_EXERCISE INSTRUCTIONS_
1: Using the page excerpt on nitrogen plasma etch residue removal below, explain in one to three sentences why the residue can be removed without harming the semiconductor substrate.
2: Extend the page excerpt on nitrogen plasma etch residue removal below, beginning right after its final sentence.

_PAGE EXCERPT_
* * *

Here, a case of using nitrogen gas, as one kind of inert gas, for the second gas is taken as an example for description.
After the roughening step, nitrogen gas is supplied as the second gas to the inside of the chamber once through the decompressing step of vacuuming gas inside the chamber. Then, RF electric power is impressed from the RF power supply 15 on the RF electrode 12 to form nitrogen plasma, which is so-called nonequilibrium plasma, high in electron temperature as compared with gas temperature. The etch residue 21 is removed by forming such a state of nitrogen plasma to cause plasma discharge for a certain time with active species such as nitrogen molecules, nitrogen ions and nitrogen radicals.
The etch residue removal by nitrogen plasma is lower in reactivity with the semiconductor substrate 1 than a case of using fluorine-based etching gas, so that the etch residue 21 can be removed without damaging the semiconductor substrate 1 while retaining the minute projection portion 23.
Here, low reactivity with the semiconductor substrate 1 means that nitrogen offers the etching action on the semiconductor substrate 1 with difficulty. Accordingly, it is conceived that the etch residue 21 is removed by collision of plasma species such as nitrogen molecules, nitrogen ions and nitrogen radicals. Inert gas is far safe, inexpensive, and stable gas as compared with fluorine-based etching gas, requires neither special handling, safety devices nor harm removal equipment, and has no bad influence on the environment. Therefore, the etch residue removal can be performed at low costs without decreasing productivity.
The second gas according to the present invention preferably includes oxygen gas.
Even in a case once through the decompressing step of vacuuming gas inside the chamber after the roughening step, there is a possibility that the first gas resides in the projection portion 23 (and the etch residue 21) of the semiconductor substrate 1 when the semiconductor substrate 1 is taken out of the chamber.

* * *

_SUPPLIED MATERIAL_
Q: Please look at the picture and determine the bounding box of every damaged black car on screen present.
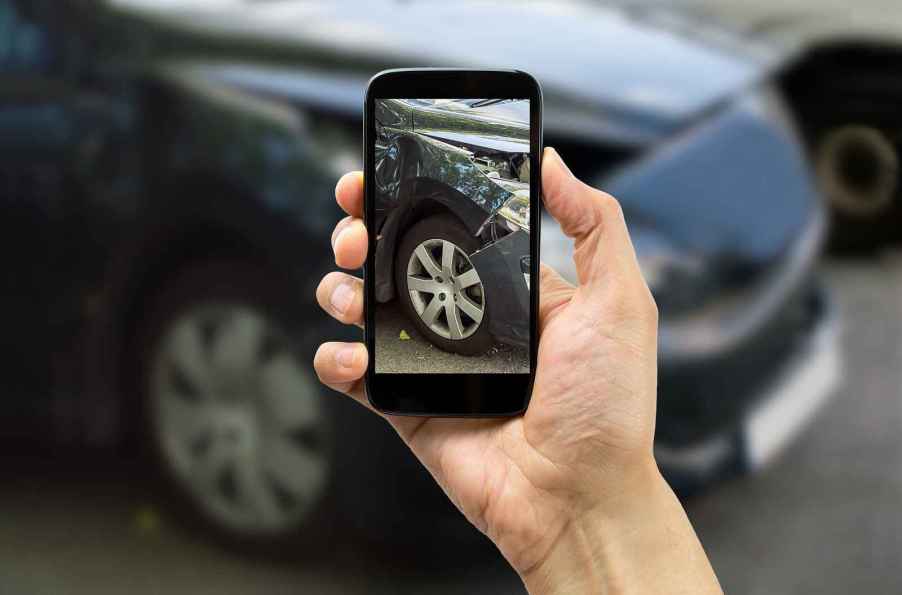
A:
[375,99,530,355]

* * *

_EXPECTED RESULTS_
1: Nitrogen plasma reacts less with the semiconductor substrate than fluorine-based etching gas does, because nitrogen etches the substrate only with difficulty. The residue is therefore thought to come off through collisions of plasma species such as nitrogen molecules, ions and radicals, which leaves the substrate and its minute projection portion intact.

2:
Fluorine-based and chlorine-based gas with strong etching action is used for the first gas, which is thereby frequently harmful gas to the human body and can be a problem in work. However, oxygen gas as the second gas is converted into a plasma state in the residue removing step after the roughening step, so that not merely the etch residue 21 is removed but also the first gas residing in the projection portion 23 (and the etch residue 21) is removed, leading to harmlessness. The reason therefor is conceived to be that oxygen molecules, oxygen ions and oxygen radicals have the function of adsorbing the first gas as residual gas.
As described above, according to a manufacturing method of a solar cell element involved in the embodiments, the etch residue can be removed from the surface of the semiconductor substrate without causing microcracks in a projection portion formed at the roughening step to form the surface uneven structure. Thus, cracks and chips are restrained from occurring on the surface of the semiconductor substrate in accordance with removal of the etch residue. The etch residue is so preferably removed as to be capable of restraining a deterioration in conversion efficiency of a solar cell element for the reason that incident light is shielded by the etch residue to shade a receiving surface. That is, according to a manufacturing method of a solar cell element involved in the embodiments, the removal can restrain a deterioration in properties of a solar cell element due to damage to the semiconductor substrate, and additionally improve the yield of a solar cell element.
In addition, according to a manufacturing method of a solar cell element involved in the embodiments, unevenness is caused with difficulty in forming an antireflection film on the surface uneven structure of the semiconductor substrate. The reason therefor is that because the etch residue produced at the roughening step is preferably removed at the residue removing step, the etch residue is sufficiently removed as compared with the residue after the roughening step, even if it remains after the residue removing step.
The embodiments of the present invention are not limited to only the above-mentioned examples but it is needless to say that various modifications can be made within a range of not deviating from the scope of the present invention.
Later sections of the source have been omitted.